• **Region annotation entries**
──────────────────────────────

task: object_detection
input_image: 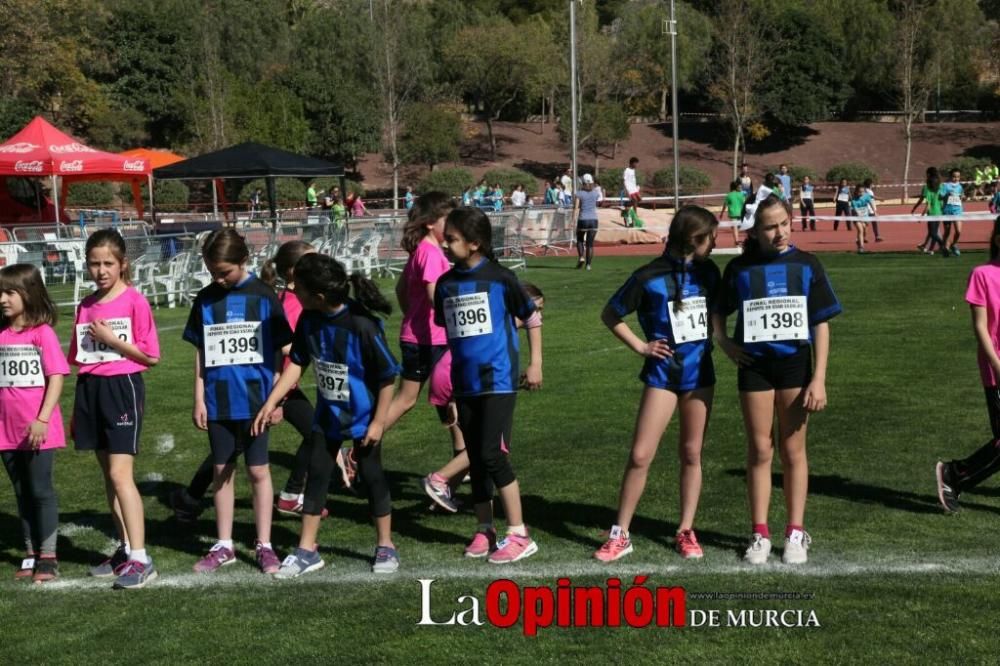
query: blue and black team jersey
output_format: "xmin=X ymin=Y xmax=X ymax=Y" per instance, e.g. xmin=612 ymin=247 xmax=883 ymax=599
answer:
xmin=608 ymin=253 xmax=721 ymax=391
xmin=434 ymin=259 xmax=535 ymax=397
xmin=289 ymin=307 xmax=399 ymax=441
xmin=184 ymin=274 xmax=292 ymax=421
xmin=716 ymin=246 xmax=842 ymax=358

──────────────────────────────

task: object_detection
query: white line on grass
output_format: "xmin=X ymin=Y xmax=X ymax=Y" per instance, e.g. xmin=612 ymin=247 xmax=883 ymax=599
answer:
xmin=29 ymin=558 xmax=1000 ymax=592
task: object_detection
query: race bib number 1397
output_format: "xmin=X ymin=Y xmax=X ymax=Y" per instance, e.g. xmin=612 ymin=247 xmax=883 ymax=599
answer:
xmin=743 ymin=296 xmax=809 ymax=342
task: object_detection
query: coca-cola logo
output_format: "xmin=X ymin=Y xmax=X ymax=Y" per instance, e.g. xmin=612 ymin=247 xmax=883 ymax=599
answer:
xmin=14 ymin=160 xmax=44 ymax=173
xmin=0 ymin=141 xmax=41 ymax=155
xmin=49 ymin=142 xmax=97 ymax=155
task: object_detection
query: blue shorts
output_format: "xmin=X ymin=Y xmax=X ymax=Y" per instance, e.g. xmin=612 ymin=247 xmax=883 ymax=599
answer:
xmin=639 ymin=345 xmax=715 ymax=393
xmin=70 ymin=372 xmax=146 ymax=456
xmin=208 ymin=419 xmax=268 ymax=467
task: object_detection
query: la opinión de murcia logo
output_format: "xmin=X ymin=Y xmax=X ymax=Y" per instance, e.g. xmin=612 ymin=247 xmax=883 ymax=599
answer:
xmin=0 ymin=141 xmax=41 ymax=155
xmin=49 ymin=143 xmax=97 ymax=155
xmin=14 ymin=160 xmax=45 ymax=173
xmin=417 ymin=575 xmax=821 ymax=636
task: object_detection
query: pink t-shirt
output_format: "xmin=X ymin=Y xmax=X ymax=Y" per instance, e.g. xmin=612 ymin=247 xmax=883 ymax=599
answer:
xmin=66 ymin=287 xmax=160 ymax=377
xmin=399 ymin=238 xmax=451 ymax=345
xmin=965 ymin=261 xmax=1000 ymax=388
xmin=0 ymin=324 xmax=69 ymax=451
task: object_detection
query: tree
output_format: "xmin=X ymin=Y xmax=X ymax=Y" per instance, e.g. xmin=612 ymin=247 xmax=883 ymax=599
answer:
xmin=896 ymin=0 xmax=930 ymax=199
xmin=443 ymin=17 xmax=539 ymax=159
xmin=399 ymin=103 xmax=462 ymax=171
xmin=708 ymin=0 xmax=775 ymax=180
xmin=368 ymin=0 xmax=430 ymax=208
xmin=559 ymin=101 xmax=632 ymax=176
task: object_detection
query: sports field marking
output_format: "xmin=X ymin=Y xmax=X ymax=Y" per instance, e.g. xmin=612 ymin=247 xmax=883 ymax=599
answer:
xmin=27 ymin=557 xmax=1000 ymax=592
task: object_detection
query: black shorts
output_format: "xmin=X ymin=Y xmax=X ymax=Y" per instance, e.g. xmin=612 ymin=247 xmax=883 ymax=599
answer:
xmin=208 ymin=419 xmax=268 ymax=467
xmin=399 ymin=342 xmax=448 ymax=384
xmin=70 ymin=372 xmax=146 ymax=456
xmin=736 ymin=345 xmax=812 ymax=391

──────────────────────────────

• **THE TASK**
Gather every line from the listing that contains the string "query".

• **ANSWER**
query: blue and black team jersey
query: white line on grass
query: race bib number 1397
query: coca-cola logo
query: blue shorts
query: la opinión de murcia logo
query: pink t-shirt
query: tree
query: sports field marking
query: black shorts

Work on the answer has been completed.